Future-ready strategies
The current spread of education and skills across
generations and the expected future trajectory of jobs point
to particular strategies for the region to ensure that it is
prepared for the labour markets of the future.
Recent World Economic Forum research on Realizing
Human Potential in the Fourth Industrial Revolution,
developed through in-depth consultation with leading
experts and practitioners, recommends a number of levers
for creating stronger education systems, including: 1)
expanded access to early-childhood education; 2) ensuring
the ‘future-readiness’ of curricula; 3) investing in developing
and maintaining a professionalized teaching workforce; 4)
early exposure to the workplace and career guidance; 5)
investing in digital fluency and ICT literacy skills; 6) providing
robust and respected technical and vocational education
and training (TVET); 7) creating a culture of lifelong learning;
and 8) openness to education innovation.26
All eight areas apply to the region and it must ensure that
access is universal, leadership of reforms is drawn from
multiple sectors and that new education systems are
designed for the long-term, while maintain agility to cope
with the constant pace of change.
This section highlights four particular areas for strategic
focus: ensuring the ‘future-readiness’ of curricula,
especially through a focus on STEM fields; investing in
digital fluency and ICT literacy skills; providing robust and
respected technical and vocational education and training
(TVET); and creating a culture of lifelong learning including
the provision of adult training and upskilling infrastructure.

Education and skills across generations
Sub-Saharan Africa has among the lowest number of years
of formal education amid its older generations, although
this data does not account for alternative modes of learning
such as informal apprenticeships, learning on the job and
traditional knowledge systems that have provided learning
and training opportunities for millions of working-age
Africans with little formal, curriculum-based qualifications
(Figure 9).10 In younger cohorts, extensive investment
in education has vastly improved the composition of
education and skills in the region. As documented in the
African Union’s recently adopted Continental Education
Strategy for Africa 2016–2025, the overall pyramid of
African education as it stands shows a fairly broad base,
at 79% adjusted net enrolment in primary school (up from
59% little more than a decade ago) – equivalent to 144
million African school-age children now accessing primary
education. However, enrolment at secondary level drops to
50% and only 7% of young people are enrolled in tertiary
education

Overall, Sub-Saharan Africa’s younger generations are
considerably more educated—with much higher productive
employment potential—than their predecessors (Figure 10).

Point annotation records:
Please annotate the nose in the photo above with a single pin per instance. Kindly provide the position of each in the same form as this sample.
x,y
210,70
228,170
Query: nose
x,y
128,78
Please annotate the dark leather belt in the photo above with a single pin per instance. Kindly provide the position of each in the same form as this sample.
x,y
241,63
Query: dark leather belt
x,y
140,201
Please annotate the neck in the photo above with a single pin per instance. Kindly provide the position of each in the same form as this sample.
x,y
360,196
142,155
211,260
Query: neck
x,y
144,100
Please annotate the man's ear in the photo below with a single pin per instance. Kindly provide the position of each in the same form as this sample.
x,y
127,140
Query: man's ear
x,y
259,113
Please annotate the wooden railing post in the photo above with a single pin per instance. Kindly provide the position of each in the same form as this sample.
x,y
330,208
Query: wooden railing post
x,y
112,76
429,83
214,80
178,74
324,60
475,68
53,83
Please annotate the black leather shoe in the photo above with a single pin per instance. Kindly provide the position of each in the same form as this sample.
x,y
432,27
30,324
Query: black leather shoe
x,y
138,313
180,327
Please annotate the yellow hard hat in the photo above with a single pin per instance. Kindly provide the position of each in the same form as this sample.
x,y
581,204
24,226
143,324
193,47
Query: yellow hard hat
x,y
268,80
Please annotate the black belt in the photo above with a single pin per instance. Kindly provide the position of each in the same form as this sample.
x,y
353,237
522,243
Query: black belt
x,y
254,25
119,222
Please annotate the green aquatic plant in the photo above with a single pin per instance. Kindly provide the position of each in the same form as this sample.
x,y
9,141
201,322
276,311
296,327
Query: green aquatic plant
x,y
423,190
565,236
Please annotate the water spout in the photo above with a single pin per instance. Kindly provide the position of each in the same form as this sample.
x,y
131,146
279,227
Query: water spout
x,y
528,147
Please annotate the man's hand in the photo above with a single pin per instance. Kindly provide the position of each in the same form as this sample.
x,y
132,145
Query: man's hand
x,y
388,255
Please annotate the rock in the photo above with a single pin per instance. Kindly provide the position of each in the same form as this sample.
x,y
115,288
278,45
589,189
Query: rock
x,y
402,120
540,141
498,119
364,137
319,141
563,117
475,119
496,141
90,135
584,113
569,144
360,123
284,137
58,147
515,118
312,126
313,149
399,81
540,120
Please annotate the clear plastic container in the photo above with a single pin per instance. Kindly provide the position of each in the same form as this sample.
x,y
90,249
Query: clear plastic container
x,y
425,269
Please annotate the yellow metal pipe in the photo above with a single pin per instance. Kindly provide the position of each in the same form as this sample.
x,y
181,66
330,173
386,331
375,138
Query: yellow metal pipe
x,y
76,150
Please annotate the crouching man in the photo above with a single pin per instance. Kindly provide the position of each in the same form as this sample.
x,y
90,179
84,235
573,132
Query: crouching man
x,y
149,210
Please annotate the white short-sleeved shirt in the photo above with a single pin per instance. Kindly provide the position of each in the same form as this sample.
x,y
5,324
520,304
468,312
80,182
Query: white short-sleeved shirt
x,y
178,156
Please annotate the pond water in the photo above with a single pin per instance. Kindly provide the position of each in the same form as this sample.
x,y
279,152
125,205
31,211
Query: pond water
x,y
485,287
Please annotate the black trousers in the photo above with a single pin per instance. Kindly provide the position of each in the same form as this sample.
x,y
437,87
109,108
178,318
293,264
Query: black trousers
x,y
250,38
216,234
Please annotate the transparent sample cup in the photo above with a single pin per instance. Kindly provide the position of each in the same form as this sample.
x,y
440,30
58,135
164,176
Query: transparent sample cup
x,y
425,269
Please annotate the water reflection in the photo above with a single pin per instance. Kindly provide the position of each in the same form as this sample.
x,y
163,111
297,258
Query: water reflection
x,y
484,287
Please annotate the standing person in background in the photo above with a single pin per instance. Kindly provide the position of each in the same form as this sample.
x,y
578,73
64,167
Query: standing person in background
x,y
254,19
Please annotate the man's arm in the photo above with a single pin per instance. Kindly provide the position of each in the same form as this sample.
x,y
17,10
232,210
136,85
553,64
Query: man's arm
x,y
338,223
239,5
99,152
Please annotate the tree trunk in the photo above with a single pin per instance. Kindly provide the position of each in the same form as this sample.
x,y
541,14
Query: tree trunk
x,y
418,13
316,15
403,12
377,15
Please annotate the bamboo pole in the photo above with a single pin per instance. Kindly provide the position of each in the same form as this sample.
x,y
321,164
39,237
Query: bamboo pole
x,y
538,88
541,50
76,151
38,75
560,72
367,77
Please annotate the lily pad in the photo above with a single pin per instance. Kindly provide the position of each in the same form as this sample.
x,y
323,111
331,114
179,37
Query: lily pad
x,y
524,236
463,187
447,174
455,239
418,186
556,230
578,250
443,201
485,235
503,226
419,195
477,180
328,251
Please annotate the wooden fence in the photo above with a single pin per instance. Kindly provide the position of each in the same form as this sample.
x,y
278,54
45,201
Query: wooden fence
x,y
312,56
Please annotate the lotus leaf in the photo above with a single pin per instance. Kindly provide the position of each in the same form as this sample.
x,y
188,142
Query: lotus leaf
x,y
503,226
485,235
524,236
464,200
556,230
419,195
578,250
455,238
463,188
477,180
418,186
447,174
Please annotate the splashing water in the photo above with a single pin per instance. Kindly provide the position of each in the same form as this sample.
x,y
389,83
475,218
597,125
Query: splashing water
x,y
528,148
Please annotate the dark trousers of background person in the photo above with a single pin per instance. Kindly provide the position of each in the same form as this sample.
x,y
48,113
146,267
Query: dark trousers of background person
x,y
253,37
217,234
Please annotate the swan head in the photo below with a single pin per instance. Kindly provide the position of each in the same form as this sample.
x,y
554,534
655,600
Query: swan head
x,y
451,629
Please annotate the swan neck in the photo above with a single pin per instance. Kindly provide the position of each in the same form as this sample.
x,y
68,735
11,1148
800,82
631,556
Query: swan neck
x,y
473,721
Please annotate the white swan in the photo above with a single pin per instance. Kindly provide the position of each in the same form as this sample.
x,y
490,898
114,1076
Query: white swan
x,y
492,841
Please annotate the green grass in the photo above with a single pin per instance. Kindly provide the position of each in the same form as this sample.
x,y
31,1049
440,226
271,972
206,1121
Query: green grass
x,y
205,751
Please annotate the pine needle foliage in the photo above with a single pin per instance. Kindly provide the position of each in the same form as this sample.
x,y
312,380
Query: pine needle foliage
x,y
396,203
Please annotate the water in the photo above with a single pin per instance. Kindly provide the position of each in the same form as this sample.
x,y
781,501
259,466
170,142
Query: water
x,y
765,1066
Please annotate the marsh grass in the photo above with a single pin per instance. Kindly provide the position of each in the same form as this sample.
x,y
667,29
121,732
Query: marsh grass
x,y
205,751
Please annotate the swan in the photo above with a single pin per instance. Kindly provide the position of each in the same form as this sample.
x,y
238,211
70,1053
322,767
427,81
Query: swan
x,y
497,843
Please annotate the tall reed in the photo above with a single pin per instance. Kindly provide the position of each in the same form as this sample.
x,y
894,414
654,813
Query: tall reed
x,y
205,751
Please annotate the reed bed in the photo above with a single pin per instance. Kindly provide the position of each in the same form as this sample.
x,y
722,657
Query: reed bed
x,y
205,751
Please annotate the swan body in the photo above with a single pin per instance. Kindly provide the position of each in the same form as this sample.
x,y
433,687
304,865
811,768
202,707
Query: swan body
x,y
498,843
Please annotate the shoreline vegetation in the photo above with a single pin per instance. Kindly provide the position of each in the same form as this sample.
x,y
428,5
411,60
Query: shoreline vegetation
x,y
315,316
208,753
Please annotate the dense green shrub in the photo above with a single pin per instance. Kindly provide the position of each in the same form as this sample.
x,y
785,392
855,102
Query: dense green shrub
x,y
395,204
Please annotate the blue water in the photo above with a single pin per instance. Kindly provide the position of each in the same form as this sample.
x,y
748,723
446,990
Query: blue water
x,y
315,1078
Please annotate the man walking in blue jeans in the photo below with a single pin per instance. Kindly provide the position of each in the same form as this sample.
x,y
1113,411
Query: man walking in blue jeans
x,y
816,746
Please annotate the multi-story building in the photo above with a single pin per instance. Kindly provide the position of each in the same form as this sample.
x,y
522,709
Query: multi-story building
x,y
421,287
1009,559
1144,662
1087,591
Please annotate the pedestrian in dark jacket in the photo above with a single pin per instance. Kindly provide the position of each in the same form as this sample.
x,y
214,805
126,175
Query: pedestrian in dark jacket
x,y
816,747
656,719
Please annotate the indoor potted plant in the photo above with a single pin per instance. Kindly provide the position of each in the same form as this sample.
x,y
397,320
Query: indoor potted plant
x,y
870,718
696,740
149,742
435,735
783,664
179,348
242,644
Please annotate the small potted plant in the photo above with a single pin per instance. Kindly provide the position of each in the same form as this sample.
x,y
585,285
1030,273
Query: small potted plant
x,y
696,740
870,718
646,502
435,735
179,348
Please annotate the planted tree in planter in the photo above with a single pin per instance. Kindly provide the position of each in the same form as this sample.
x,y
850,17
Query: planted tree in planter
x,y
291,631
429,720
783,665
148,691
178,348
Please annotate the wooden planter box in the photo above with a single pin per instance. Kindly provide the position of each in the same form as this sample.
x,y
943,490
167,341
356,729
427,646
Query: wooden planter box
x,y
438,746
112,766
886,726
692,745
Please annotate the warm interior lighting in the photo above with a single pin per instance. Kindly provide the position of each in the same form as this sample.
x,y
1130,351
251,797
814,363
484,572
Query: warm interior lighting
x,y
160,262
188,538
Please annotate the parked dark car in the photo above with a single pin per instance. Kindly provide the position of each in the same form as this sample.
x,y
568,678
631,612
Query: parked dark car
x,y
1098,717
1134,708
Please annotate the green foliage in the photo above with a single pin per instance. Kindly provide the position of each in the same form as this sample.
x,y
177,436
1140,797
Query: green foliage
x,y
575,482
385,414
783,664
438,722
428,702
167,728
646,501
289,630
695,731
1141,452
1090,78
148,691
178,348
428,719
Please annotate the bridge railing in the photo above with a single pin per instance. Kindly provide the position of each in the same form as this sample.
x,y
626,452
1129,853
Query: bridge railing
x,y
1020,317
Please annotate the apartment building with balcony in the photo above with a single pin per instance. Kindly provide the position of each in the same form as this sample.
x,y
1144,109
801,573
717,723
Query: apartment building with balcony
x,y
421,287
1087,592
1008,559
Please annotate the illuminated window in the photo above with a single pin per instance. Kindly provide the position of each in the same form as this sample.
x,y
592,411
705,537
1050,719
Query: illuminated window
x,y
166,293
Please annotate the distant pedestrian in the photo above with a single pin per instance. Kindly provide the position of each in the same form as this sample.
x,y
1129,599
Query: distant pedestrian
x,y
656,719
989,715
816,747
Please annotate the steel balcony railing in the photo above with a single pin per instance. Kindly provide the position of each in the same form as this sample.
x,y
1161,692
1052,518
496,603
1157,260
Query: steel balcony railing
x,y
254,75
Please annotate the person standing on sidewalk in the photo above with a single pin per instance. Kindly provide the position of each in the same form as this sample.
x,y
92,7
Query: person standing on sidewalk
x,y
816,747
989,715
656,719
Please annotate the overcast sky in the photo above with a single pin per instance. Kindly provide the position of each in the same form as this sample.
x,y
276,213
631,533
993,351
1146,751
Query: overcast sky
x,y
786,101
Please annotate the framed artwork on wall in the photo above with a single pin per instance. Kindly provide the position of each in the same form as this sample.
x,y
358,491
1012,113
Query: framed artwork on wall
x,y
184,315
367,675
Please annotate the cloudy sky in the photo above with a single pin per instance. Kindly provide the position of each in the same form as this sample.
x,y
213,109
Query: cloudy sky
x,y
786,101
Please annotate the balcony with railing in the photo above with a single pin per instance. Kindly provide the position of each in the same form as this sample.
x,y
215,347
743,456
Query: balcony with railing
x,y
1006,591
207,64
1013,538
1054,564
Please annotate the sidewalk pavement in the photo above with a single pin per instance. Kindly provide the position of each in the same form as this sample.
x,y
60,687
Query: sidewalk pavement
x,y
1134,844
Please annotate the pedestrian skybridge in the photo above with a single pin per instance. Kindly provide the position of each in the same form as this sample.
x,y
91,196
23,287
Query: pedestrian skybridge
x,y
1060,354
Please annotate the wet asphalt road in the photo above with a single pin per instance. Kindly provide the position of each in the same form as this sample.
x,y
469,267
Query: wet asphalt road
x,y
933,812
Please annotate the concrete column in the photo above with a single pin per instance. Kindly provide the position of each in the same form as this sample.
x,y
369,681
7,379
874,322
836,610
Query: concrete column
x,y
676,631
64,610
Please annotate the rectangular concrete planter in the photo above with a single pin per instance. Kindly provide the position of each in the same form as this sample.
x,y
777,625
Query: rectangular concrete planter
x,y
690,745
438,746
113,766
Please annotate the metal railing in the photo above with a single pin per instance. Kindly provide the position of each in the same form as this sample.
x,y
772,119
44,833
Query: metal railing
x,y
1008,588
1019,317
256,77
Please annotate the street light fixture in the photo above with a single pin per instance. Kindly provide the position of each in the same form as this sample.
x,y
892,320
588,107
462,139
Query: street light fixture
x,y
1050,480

> _Stated task 1_: Copy, word for word, the part of the education passage that opens with the words containing "Future-ready strategies" and closes with "career guidance; 5)".
> _Stated task 2_:
Answer these questions from the education passage:
(a) What is the adjusted net enrolment rate in primary school, and what was it a little more than a decade ago?
(b) How many levers for stronger education systems does the World Economic Forum research recommend?
(c) What share of young people are enrolled in tertiary education?
> _Stated task 3_: Can you turn the paragraph of the education passage beginning "This section highlights four particular areas" into a list while keeping its main facts?
Work from the education passage alone.

> _Correct result 1_:
Future-ready strategies
The current spread of education and skills across
generations and the expected future trajectory of jobs point
to particular strategies for the region to ensure that it is
prepared for the labour markets of the future.
Recent World Economic Forum research on Realizing
Human Potential in the Fourth Industrial Revolution,
developed through in-depth consultation with leading
experts and practitioners, recommends a number of levers
for creating stronger education systems, including: 1)
expanded access to early-childhood education; 2) ensuring
the ‘future-readiness’ of curricula; 3) investing in developing
and maintaining a professionalized teaching workforce; 4)
early exposure to the workplace and career guidance; 5)

> _Correct result 2_:
(a) 79%, up from 59%.
(b) Eight.
(c) 7%.

> _Correct result 3_:
Four areas for strategic focus:
- Ensuring the future-readiness of curricula, especially through a focus on STEM fields
- Investing in digital fluency and ICT literacy skills
- Providing robust and respected technical and vocational education and training (TVET)
- Creating a culture of lifelong learning, including adult training and upskilling infrastructure